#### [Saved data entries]
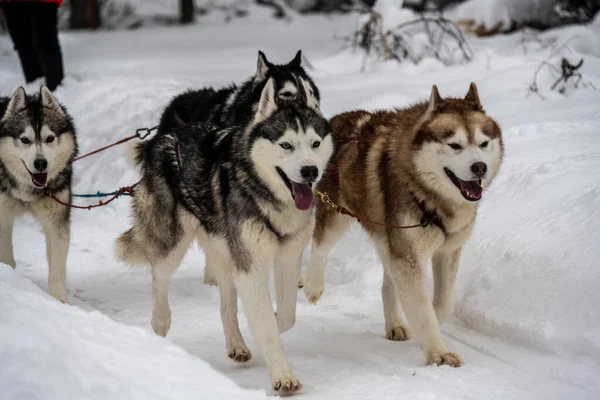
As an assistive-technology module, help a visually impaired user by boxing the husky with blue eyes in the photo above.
[154,50,321,288]
[116,78,333,393]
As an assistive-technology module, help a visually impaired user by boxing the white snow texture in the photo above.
[0,264,267,400]
[1,4,599,400]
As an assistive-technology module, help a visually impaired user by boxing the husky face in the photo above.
[0,86,77,191]
[254,50,320,111]
[413,83,503,204]
[249,78,332,211]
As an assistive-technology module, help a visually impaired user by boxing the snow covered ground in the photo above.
[0,264,268,400]
[1,7,599,399]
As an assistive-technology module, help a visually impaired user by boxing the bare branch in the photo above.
[344,9,473,71]
[527,34,596,98]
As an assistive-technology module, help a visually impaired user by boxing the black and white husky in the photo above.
[155,50,321,286]
[0,86,78,303]
[116,78,333,393]
[157,50,320,136]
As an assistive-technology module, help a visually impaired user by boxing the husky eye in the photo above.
[20,137,31,145]
[480,141,489,148]
[280,142,293,150]
[448,143,462,150]
[46,136,55,144]
[279,91,295,99]
[312,141,321,149]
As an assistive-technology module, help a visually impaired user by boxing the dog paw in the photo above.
[385,325,410,341]
[227,346,252,363]
[151,313,171,337]
[426,351,462,367]
[272,373,302,394]
[303,276,324,305]
[297,275,304,289]
[203,275,218,286]
[49,287,68,304]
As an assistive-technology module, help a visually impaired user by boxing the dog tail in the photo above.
[124,140,148,170]
[114,228,150,267]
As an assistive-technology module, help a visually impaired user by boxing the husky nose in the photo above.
[471,162,487,178]
[34,158,48,172]
[301,166,318,182]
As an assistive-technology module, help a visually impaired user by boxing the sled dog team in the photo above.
[0,50,504,393]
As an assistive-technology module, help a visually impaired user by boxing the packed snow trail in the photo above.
[1,8,599,399]
[0,264,268,400]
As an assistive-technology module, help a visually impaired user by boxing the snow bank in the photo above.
[0,264,267,400]
[456,119,600,360]
[450,0,557,30]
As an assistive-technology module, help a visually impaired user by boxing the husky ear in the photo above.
[290,50,302,67]
[3,86,27,119]
[254,78,277,125]
[464,82,483,109]
[255,51,270,82]
[299,77,319,110]
[40,85,64,115]
[427,85,442,114]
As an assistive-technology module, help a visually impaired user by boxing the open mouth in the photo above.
[22,161,48,189]
[31,173,48,188]
[444,167,482,202]
[276,167,314,211]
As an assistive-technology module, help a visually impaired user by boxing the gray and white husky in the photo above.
[116,78,333,393]
[0,86,78,303]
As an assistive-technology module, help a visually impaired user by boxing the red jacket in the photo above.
[1,0,63,6]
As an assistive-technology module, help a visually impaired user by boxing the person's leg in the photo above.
[3,3,44,83]
[31,2,64,91]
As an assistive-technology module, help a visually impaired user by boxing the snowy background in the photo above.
[1,1,600,399]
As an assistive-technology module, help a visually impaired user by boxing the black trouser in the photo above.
[3,2,64,91]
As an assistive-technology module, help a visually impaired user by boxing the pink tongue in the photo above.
[291,182,314,210]
[459,180,482,199]
[32,173,48,187]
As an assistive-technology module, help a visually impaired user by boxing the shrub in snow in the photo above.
[526,32,598,98]
[345,0,473,70]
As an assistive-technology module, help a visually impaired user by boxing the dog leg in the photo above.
[203,252,218,286]
[432,248,461,325]
[150,234,193,337]
[34,199,70,303]
[235,263,300,393]
[388,256,462,367]
[304,213,351,304]
[45,222,70,304]
[216,264,251,363]
[375,243,410,341]
[382,271,410,341]
[275,224,311,333]
[274,252,302,333]
[0,211,16,268]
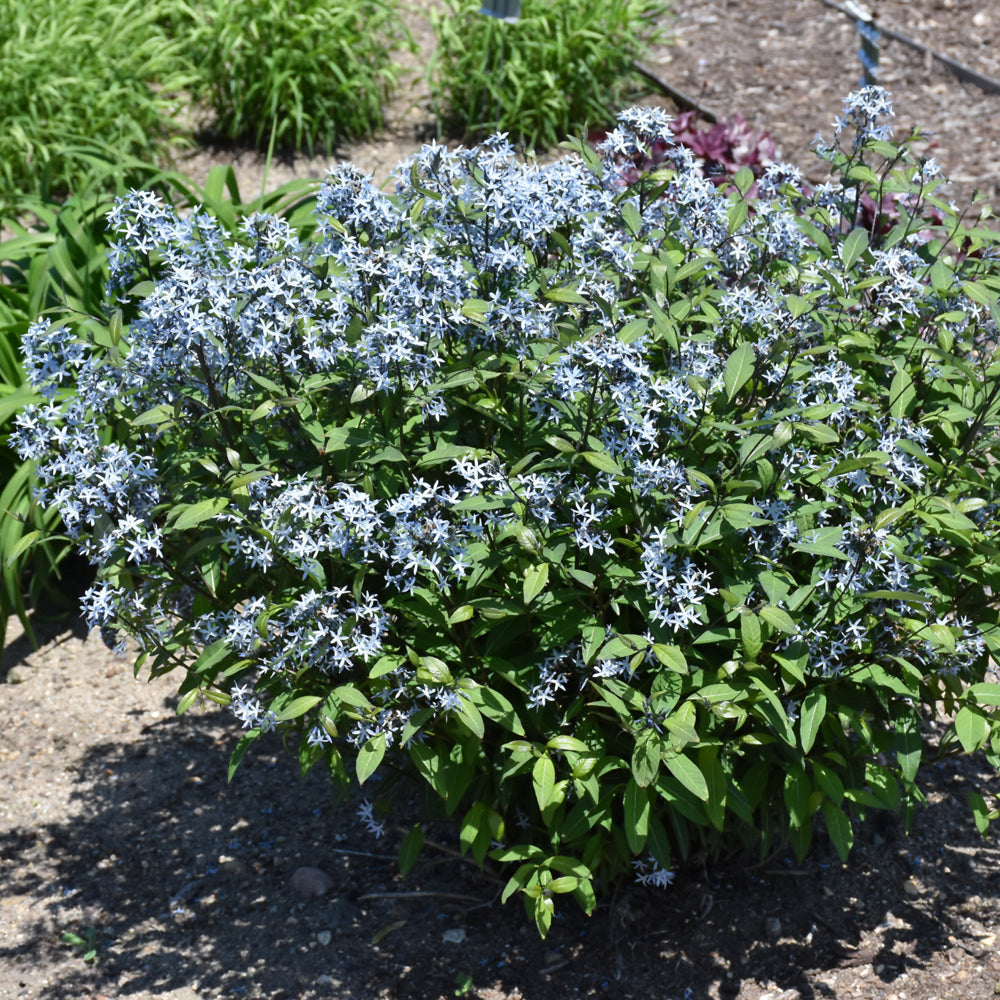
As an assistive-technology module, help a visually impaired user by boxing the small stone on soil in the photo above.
[290,865,333,898]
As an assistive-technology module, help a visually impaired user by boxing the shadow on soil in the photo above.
[0,614,89,682]
[2,697,999,1000]
[1,554,95,683]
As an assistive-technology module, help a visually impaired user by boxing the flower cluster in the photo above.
[633,856,675,889]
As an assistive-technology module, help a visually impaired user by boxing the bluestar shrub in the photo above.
[15,88,1000,935]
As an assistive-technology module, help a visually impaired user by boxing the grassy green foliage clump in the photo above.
[0,0,194,208]
[428,0,669,148]
[0,0,414,209]
[1,192,115,648]
[178,0,414,155]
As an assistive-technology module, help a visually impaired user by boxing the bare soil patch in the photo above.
[4,2,1000,999]
[2,614,999,1000]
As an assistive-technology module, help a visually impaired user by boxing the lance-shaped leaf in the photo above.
[523,562,549,604]
[724,342,755,401]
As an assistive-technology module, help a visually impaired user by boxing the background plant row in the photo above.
[0,0,669,211]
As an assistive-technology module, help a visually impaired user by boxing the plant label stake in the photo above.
[480,0,520,21]
[843,0,879,86]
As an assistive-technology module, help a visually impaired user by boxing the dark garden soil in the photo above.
[3,2,1000,998]
[3,611,1000,1000]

#### [Problem to solve]
Output nothing but the line containing "garden soil in the photo above." and each line after it in the entries above, exactly as written.

#### [Answer]
As an assistive-technology module, help a visually impaired user by boxing the dark garden soil in the photo above.
[3,2,1000,998]
[3,611,1000,1000]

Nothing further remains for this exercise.